# Required work
Quote every one of the entries below word for word, keeping the lines in their original order.

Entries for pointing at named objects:
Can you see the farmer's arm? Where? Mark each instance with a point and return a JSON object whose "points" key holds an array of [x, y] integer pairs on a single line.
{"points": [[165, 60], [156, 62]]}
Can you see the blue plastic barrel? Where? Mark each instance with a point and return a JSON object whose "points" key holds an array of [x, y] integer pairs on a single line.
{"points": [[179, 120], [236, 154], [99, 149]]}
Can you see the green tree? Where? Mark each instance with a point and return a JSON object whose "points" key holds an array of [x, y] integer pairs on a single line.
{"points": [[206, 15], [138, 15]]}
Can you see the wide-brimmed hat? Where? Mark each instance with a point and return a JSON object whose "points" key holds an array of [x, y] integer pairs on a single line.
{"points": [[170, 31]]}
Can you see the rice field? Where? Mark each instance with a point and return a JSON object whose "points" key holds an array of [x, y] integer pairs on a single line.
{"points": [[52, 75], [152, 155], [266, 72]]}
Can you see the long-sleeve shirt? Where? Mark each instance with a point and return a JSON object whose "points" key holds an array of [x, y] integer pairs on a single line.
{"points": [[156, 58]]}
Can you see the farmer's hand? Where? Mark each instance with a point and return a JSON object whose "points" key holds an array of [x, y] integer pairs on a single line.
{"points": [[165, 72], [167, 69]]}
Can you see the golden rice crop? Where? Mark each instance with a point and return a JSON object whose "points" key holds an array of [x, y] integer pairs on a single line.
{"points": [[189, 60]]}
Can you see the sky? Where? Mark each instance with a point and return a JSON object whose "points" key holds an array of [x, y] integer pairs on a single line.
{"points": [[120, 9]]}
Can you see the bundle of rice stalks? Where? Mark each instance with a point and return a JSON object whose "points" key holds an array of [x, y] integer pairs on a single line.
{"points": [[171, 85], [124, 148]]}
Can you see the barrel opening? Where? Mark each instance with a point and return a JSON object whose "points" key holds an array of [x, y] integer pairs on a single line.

# Exercise output
Can you see the farmer's arm? Where? Mark each instance with a point and return a JSON object whose "points" key holds an array of [x, y] integer pairs on a single line.
{"points": [[165, 60], [156, 62]]}
Can you see the blue plastic barrel? Where? Mark each instance with a point and return a JSON object whose "points" key holds an array of [x, y] integer pairs on a single line.
{"points": [[179, 120], [236, 154], [99, 149]]}
Can you see the green tree? Where? Mark each instance with a point and return a JSON object whose "points" key holds an array of [x, y] integer pairs on a single line.
{"points": [[206, 15], [138, 15]]}
Can you see the wide-brimmed hat? Where? Mark each instance with a point and return a JSON object whose "points" key holds an array of [x, y] integer pairs on a single line.
{"points": [[170, 31]]}
Can you see the rice field? Where? Mark each instance with a point and return a JSON object whose "points" key holds an array of [x, y] integer pairs on a single line.
{"points": [[52, 75], [152, 155], [266, 72]]}
Can you see the long-sleeve shirt? Where? Mark each instance with a point and return a JSON object whose "points" key holds an array of [x, y] integer pairs on a single line.
{"points": [[156, 58]]}
Can you see the farmer's hand? Where? Mark each instance with a point and return a JSON object whose "points" key holds an array of [x, y] integer pairs on a single line.
{"points": [[165, 72], [167, 69]]}
Can you see the golden rice crop? Where? Mark each instance with a point and return a JSON object whose "points" key holds an array of [x, y] integer pairs on a single line.
{"points": [[189, 60]]}
Can you see the sky? Where? Mark each instance with a point and return a JSON object whose "points" key holds an array of [x, y] integer pairs on a single line.
{"points": [[120, 9]]}
Can you see the bundle of rice stalks? Where? Mark each instance with a point and return a JSON object whose "points" key holds an array of [x, y] integer pairs on a single line.
{"points": [[171, 85], [124, 148]]}
Can you see the barrel opening? Where? Mark each instance with a point and return a JSON object whose "points" key holds an array of [x, y] integer pairs on a single line.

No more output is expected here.